What is expected >> Starting with the line that contains "Exercise. Tag every instance of the green grass", copy out each line through the end of the entries below, exactly as written, and nothing else.

Collected data entries:
_ _ _ _

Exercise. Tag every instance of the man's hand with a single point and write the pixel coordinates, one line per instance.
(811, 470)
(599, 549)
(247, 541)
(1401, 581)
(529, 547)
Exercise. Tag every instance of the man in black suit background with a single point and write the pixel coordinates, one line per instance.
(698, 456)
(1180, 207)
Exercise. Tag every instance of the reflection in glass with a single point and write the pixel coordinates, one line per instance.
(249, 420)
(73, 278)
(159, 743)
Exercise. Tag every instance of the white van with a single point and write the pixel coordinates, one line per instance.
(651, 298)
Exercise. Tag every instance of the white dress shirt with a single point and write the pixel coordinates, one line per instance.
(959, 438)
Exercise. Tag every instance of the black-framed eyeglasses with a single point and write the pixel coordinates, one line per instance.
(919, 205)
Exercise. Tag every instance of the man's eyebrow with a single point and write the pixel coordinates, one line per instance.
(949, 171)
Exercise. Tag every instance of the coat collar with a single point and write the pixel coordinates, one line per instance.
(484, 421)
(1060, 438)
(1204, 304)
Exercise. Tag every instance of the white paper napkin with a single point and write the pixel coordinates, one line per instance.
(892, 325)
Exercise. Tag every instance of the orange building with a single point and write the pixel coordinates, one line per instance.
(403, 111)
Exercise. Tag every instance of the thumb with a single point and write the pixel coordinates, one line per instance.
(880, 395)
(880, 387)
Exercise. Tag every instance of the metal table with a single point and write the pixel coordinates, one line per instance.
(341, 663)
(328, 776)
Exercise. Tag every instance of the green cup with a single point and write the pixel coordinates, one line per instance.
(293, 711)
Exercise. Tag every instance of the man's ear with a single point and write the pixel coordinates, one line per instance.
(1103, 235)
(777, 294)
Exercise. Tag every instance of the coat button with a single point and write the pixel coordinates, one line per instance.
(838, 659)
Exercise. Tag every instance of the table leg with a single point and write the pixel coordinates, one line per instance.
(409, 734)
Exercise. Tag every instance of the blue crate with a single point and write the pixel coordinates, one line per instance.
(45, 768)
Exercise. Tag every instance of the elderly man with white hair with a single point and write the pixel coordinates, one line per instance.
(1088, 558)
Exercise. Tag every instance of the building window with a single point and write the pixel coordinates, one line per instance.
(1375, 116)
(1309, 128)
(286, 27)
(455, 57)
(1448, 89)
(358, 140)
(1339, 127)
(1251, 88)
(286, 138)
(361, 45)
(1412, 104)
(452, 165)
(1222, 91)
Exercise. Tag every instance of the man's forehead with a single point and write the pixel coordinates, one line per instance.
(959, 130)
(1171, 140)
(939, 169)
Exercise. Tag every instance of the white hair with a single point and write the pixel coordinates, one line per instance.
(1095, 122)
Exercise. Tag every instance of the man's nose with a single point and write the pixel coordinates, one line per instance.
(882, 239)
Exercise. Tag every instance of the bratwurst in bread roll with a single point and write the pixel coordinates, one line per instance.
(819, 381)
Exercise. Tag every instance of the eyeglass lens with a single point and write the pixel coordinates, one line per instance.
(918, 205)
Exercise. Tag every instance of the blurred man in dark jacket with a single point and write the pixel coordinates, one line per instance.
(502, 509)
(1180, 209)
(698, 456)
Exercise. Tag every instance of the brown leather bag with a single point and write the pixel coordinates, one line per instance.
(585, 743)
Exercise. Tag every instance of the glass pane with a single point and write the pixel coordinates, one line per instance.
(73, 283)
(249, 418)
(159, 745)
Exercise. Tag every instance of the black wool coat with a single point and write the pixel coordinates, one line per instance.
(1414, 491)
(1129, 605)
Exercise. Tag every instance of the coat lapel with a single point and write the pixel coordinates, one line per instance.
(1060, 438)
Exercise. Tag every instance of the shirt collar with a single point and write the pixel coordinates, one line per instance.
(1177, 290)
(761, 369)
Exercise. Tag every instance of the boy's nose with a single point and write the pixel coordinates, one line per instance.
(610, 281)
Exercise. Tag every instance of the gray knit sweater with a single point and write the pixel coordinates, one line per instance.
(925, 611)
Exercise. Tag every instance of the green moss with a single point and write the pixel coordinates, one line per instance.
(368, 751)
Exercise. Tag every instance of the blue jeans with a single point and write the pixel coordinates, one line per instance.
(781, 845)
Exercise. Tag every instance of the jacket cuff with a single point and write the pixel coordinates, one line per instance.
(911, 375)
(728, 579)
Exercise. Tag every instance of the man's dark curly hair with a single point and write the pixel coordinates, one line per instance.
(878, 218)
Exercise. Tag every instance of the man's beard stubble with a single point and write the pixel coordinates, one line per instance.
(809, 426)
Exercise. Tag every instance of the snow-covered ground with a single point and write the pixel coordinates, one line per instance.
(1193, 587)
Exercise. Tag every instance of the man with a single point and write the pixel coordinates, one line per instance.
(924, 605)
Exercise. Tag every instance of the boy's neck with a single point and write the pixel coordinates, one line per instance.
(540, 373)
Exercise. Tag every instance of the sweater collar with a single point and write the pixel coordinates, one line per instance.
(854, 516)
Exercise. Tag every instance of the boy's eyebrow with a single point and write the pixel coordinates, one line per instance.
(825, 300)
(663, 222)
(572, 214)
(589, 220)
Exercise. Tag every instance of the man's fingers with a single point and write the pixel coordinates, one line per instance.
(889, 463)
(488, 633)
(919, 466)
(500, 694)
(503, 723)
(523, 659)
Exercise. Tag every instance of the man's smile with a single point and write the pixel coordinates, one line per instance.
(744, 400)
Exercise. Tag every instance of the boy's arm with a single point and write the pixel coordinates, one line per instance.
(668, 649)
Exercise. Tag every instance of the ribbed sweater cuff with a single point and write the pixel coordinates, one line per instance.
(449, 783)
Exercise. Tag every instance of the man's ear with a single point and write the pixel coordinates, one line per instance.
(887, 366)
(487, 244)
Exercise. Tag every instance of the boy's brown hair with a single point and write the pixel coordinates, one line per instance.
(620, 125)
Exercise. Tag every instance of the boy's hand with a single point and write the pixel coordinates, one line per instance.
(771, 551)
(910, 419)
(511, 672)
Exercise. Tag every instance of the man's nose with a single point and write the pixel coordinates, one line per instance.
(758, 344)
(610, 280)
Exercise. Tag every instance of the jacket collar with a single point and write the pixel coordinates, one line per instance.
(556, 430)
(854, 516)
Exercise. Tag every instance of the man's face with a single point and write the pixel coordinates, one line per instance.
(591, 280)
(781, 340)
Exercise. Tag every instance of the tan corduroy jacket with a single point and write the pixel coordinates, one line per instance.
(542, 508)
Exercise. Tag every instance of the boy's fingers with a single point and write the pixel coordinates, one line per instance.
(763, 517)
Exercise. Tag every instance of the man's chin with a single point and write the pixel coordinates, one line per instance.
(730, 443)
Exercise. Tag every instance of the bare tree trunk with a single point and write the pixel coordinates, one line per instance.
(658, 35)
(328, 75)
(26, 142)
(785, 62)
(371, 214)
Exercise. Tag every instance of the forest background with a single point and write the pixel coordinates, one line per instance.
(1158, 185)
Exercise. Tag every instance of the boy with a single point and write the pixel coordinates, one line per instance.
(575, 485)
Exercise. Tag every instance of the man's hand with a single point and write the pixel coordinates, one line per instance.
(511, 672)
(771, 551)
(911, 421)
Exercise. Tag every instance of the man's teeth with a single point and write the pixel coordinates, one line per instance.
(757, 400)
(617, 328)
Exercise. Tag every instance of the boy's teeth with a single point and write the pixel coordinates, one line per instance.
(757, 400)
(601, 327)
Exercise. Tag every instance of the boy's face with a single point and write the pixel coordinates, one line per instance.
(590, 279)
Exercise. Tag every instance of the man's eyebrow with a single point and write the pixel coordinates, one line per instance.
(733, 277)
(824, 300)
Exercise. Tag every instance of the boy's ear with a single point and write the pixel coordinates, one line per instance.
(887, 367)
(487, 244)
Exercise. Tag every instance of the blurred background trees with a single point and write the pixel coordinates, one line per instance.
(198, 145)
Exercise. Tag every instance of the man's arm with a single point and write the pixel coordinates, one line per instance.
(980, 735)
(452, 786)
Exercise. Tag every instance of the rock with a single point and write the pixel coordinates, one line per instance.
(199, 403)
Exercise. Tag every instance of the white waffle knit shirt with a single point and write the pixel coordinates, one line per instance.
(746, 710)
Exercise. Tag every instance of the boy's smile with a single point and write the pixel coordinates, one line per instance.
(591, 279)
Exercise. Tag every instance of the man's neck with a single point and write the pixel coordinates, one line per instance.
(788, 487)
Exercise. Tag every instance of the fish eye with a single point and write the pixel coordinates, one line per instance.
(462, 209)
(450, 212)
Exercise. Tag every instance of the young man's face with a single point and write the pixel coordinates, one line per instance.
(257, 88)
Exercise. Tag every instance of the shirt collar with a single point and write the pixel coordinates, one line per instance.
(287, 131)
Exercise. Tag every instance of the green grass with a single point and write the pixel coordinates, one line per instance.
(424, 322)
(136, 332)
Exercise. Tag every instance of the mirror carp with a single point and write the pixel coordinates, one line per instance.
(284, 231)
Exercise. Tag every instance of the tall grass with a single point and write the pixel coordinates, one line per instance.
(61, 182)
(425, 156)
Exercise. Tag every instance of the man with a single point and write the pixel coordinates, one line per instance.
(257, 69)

_ _ _ _

Exercise answer >>
Exercise. Tag every instance of the green grass with a single point and write the pixel coordinates, one line per instance.
(424, 322)
(136, 332)
Exercise. Tag every instance of the mirror carp with a single point and write the pixel coordinates, one line per instance.
(284, 231)
Exercise. Tag every instance of the tall grass with a single point and write the pixel coordinates, one line per instance.
(61, 182)
(425, 156)
Exercise. Tag every instance of the man with a single point and write the pixel coordinates, one line per instance.
(257, 69)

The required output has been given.